▶ [SHORT PROBLEM]:
Repeat, with no changes and nothing else, every line from the one containing "Task: set a pin on each instance of the snow-covered ground." through the one containing "point(230, 162)", both included.

▶ [RAW RECORDS]:

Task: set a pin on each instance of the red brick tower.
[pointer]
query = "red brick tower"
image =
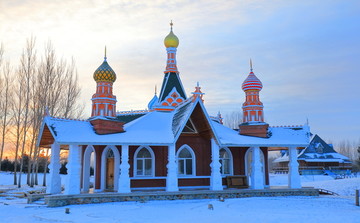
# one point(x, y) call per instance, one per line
point(252, 107)
point(103, 101)
point(253, 114)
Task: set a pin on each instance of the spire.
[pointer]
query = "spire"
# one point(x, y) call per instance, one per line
point(251, 70)
point(103, 101)
point(105, 55)
point(252, 107)
point(172, 92)
point(197, 93)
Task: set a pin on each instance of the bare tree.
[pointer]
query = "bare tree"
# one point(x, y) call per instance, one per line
point(51, 83)
point(5, 95)
point(27, 68)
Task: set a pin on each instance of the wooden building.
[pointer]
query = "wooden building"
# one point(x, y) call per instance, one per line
point(174, 145)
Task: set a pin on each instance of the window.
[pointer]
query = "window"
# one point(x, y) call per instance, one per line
point(225, 160)
point(186, 161)
point(144, 162)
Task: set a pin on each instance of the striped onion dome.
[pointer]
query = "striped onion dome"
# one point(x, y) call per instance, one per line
point(104, 73)
point(252, 83)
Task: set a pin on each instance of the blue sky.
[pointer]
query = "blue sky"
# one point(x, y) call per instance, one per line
point(306, 53)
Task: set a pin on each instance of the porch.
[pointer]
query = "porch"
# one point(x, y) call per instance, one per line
point(141, 196)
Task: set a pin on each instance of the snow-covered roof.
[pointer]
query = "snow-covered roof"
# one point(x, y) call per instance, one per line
point(163, 128)
point(279, 137)
point(317, 151)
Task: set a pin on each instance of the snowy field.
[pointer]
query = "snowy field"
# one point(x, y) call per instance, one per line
point(273, 209)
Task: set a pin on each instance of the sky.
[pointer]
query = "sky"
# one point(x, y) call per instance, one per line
point(306, 53)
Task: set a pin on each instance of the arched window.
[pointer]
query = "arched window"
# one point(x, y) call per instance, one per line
point(144, 162)
point(226, 162)
point(186, 161)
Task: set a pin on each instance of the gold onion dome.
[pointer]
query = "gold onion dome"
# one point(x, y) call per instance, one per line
point(104, 73)
point(171, 40)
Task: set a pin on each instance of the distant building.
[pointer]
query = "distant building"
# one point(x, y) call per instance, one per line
point(317, 157)
point(173, 145)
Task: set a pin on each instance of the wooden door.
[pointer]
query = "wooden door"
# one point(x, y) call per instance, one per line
point(110, 173)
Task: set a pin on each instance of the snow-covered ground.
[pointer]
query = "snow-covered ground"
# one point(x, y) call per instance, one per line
point(258, 209)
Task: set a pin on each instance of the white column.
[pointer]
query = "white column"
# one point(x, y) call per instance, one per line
point(171, 179)
point(294, 176)
point(54, 185)
point(124, 179)
point(72, 184)
point(257, 175)
point(215, 178)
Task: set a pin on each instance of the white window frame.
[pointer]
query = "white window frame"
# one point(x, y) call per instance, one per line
point(193, 161)
point(152, 162)
point(230, 162)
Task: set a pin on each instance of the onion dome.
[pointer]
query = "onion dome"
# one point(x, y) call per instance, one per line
point(252, 83)
point(171, 39)
point(104, 73)
point(153, 102)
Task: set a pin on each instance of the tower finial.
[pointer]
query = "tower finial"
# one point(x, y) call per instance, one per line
point(251, 65)
point(105, 54)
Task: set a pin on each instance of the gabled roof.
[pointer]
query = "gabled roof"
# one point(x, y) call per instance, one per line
point(317, 151)
point(280, 137)
point(164, 128)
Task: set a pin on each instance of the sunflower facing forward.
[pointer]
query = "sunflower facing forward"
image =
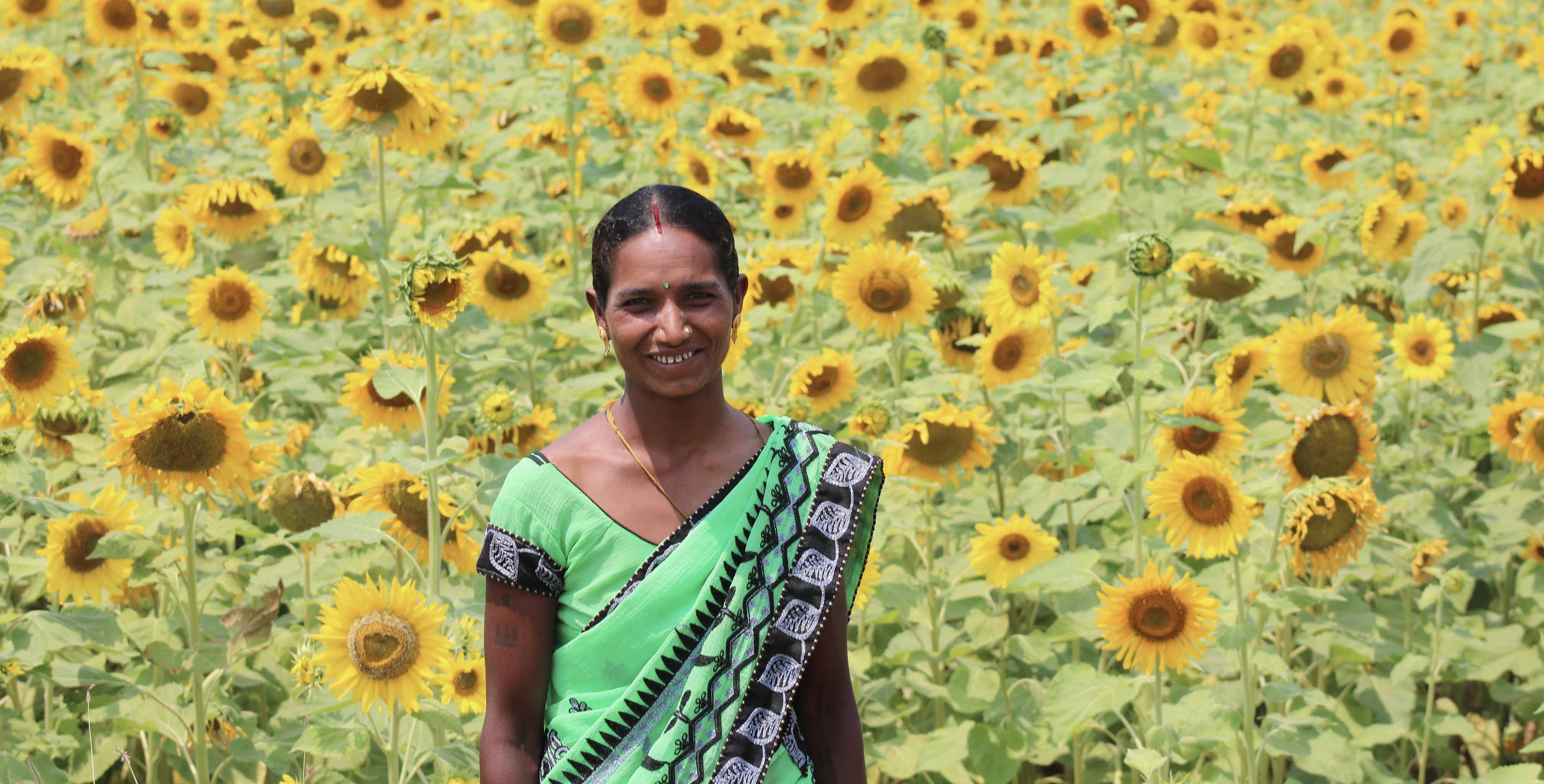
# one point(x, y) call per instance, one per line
point(380, 644)
point(1155, 619)
point(884, 287)
point(73, 572)
point(1331, 360)
point(1007, 549)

▶ [RESULT OF THE EXERCISE]:
Task: set a pin on each instance of the snow-covered ground.
[pointer]
query = "snow-covered ground"
# one point(x, y) call per instance, one per line
point(258, 209)
Task: set a pin on each instance of the white column.
[pointer]
query = "white column"
# one point(x, y) call per instance, one per line
point(171, 179)
point(294, 176)
point(54, 185)
point(124, 179)
point(72, 184)
point(257, 175)
point(215, 178)
Task: set a pin on each instance of the white window frame.
[pointer]
query = "white window frame"
# one point(x, y) call per instance, one per line
point(193, 161)
point(152, 162)
point(230, 162)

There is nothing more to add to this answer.